*Extract provided:*
At the beginning of last year I wanted my house to be clutter free by this Christmas, and whilst it is not there yet, we have made huge headways.  We live in a very old cottage with no loft, garage or indeed any room for storage.  I have always saved the older ones school bits and pieces to use with the younger ones but this has become unsustainable due to the lack of storage space.  Over the past year we have taken bags and bags of clothing, toys and home school stuff to our local charity shop and have received over £70 to spend in their shop.  This year I intend to finish the job and hopefully by Easter it will be done.

Our chickens are currently giving us 3 eggs a day and I have to say are really worth having.  We have extended their run and could, at a later date, have a few more.  We compost their manure and then use it on our beds.  Truly win-win.  We will be looking into cutting down the day-to-day costs of the chickens over the next year.



T11’s herb garden continues to produce over the winter and he has created the most amazing plans for this coming year.  More on that over the spring, but our aim is to increase our harvest of particular crops to negate the need to buy them at the shop.  T11 has it all in hand!

T11's herb 'patch'

I’ve been trying out some home-made product recipes this year, and to be honest haven’t been too impressed by my endeavours.  However, I started to play about and tweak the things that weren’t working and I have made a fabulous washing up liquid (my own recipe), made of liquid soap, bicarb, washing soda and tea tree oil.  It is thick, doesn’t leave yucky water scum and is pleasant to use:


I’ll post the recipe sometime in the next few weeks.  It only saves pennies on the Ecover one I currently use (the only one we all seem not to be sensitive to) so I’m not sure if it’s worth the work, to be honest, if saving money is my goal.  I think it is time for me to rethink the reasons for doing this.  I LOVE the process of making my own products, it soothes something deep within me.  This maybe should be enough, without the need for copious savings to be made.  I love the idea of using organic, environmentally friendly ingredients.  And I love, love, love that I am creating my own combination of fragrances to use in the products (I took aromatherapy and massage diplomas when I was nursing).  This may well become a hobby rather than a money-saving activity, and you know? I’m okay with that…I could do with a hobby!

*Directives:*
- A) Answer each question using the excerpt, one answer per line, marked to match:
(i) How many eggs a day are the chickens currently giving?
(ii) How much has been received to spend at the local charity shop?
(iii) What four ingredients make up the homemade washing up liquid?
- B) Update the passage of the excerpt that begins at "Our chickens are" and stops after "the next year.", writing it out again with "chickens" changed to "hens" wherever it occurs.
- C) Condense the excerpt's paragraph opening "At the beginning of last year" into a bulleted list that keeps its main facts.

*Given data:*
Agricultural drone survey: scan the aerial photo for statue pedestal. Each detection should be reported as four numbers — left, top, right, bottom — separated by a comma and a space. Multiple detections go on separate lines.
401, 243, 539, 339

*Expected outputs:*
- A)
(i) 3 eggs a day.
(ii) Over £70.
(iii) Liquid soap, bicarb, washing soda and tea tree oil.

- B)
Our hens are currently giving us 3 eggs a day and I have to say are really worth having.  We have extended their run and could, at a later date, have a few more.  We compost their manure and then use it on our beds.  Truly win-win.  We will be looking into cutting down the day-to-day costs of the hens over the next year.

- C)
- Goal set at the start of last year: a clutter-free house by this Christmas; not there yet, but huge headway made.
- The home is a very old cottage with no loft, garage or room for storage.
- Saving the older ones' school bits and pieces for the younger ones has become unsustainable for lack of storage space.
- Over the past year, bags of clothing, toys and home school items went to the local charity shop, earning over £70 to spend there.
- The job is to be finished this year, hopefully by Easter.